Written problem:
Count the lines in the listing below that contain the string "dense", and reply with that number alone.
::::::
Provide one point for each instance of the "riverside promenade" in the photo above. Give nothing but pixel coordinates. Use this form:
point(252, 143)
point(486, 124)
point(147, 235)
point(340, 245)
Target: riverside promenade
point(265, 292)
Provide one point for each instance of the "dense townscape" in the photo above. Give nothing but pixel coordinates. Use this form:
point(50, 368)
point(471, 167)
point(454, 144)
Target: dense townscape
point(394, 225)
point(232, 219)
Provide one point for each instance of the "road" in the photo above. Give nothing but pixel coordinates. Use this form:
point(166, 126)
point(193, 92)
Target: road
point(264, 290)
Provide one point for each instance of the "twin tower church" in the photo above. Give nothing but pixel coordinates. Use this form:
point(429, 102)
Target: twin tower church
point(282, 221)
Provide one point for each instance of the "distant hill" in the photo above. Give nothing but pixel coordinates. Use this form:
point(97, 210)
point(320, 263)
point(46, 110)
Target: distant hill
::::::
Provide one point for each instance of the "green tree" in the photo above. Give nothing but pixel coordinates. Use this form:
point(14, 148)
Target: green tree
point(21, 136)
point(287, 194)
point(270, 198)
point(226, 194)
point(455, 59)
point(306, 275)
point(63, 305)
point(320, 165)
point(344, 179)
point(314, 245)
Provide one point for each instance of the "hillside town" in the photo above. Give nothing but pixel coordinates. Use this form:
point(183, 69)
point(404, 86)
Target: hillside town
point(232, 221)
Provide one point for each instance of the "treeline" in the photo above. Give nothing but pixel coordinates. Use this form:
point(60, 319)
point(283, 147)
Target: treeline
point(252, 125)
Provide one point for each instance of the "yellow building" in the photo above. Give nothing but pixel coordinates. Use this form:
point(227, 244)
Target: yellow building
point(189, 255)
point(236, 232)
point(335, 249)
::::::
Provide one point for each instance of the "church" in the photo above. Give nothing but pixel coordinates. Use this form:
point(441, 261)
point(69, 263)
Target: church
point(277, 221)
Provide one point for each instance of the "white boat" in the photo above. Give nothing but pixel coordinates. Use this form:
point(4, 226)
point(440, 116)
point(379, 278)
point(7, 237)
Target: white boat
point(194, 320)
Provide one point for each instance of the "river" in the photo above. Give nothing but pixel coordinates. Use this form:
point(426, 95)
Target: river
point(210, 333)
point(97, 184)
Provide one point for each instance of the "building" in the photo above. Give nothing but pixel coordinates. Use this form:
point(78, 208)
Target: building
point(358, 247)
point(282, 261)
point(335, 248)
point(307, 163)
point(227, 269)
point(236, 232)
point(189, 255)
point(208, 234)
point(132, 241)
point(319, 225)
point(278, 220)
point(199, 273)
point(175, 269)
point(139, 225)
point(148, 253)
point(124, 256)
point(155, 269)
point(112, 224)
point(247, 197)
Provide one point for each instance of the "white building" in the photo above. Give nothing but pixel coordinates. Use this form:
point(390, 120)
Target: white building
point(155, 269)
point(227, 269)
::::::
Task response:
2